» **PASSAGE PROVIDED**
=======

He told the Daily Mail: ‘Stop pitying them, we obsess about it far too much and we don’t need to fret about them – we need to worry about the white working-class kids.
‘Of course children who don’t have the requisite English language skills need to be assimilated and have time and money spent but that should come before they enter the school system.’
Other campaigners have called for funding to be explicitly diverted to white working-class children, saying they are being ignored and left to fall behind.
Just one in five white working-class pupils achieve a good pass in English and maths, compared to 45.4 per cent across all demographics.
Mr McGovern said that one or two special centres or target schools should be set up within each local authority to provide a pre-education English course to children who struggle.
He added: ‘We have consistent and obvious annual evidence that it is the white working-class children who perform worse and need numeracy and literacy support, if there is money to be going around.
‘A lack of imagination is the big problem with the educational world but however we tackle it we need to focus on the right group – don’t pity the immigrant, they are the education system’s biggest success story.’
DfE bosses define the EAL as where pupils have ‘been exposed to a language other than English during early development and continues to be exposed to this language in the home or in the community’.

=======

» **RECORDED DATA**

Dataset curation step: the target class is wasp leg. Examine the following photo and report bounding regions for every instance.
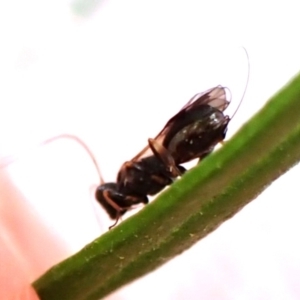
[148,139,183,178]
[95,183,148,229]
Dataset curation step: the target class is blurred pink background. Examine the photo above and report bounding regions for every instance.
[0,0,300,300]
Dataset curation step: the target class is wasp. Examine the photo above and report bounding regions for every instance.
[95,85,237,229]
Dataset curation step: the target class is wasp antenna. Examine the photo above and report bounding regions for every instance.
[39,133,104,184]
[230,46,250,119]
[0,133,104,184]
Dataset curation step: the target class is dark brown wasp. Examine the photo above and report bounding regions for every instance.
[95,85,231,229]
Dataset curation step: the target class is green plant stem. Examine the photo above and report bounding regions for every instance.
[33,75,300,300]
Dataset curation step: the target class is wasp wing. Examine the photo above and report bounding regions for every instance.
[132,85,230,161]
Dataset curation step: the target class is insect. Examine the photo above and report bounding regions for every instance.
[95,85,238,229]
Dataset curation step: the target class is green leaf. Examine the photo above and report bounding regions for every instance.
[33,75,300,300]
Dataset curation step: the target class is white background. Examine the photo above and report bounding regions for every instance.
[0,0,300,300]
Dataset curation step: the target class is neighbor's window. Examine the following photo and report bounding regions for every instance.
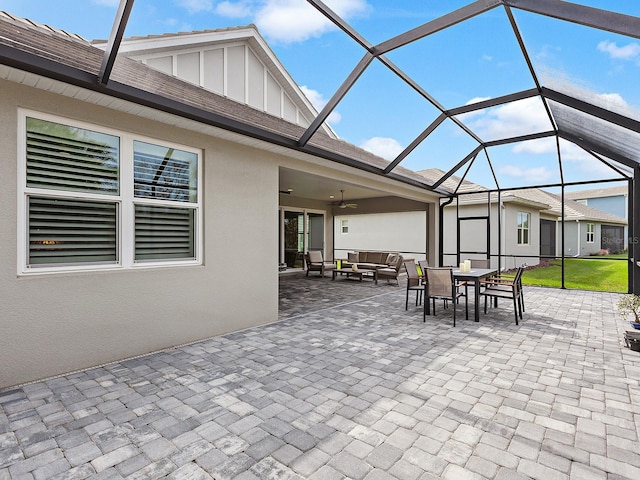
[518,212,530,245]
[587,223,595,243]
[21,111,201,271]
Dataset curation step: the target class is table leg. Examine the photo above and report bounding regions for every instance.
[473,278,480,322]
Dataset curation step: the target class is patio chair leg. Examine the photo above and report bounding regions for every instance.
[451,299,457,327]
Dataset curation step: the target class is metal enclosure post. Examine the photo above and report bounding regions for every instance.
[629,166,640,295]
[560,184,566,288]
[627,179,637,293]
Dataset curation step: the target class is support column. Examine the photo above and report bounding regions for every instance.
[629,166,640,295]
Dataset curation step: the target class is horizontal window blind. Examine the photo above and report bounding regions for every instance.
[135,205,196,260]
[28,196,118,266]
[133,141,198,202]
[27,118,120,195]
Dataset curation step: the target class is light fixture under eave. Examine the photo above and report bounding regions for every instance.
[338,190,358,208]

=======

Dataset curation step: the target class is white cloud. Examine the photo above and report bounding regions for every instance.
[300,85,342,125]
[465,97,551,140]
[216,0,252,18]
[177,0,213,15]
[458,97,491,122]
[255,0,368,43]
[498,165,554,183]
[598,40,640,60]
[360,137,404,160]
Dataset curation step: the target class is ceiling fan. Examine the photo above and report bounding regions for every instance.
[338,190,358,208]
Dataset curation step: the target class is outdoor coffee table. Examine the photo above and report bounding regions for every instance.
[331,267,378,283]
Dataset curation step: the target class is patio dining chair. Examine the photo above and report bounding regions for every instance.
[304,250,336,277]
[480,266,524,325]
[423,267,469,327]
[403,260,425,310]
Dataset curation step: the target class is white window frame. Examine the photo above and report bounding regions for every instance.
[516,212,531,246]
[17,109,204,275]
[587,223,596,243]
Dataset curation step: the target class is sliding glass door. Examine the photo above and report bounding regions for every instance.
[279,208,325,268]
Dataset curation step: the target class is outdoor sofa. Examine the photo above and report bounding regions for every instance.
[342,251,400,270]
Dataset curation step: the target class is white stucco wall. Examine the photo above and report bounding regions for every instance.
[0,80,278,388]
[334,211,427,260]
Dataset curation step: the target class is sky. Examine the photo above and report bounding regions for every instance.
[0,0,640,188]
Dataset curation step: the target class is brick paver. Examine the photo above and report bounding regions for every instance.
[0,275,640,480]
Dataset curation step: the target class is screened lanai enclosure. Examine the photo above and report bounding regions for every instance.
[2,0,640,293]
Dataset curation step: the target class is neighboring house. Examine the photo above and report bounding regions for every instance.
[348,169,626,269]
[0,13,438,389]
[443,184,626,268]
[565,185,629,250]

=======

Please revise the article on white working-class pupils, starting with "He told the" and going on through "white working-class kids.", with "fret" changed to "agonize".

» **RESPONSE**
He told the Daily Mail: ‘Stop pitying them, we obsess about it far too much and we don’t need to agonize about them – we need to worry about the white working-class kids.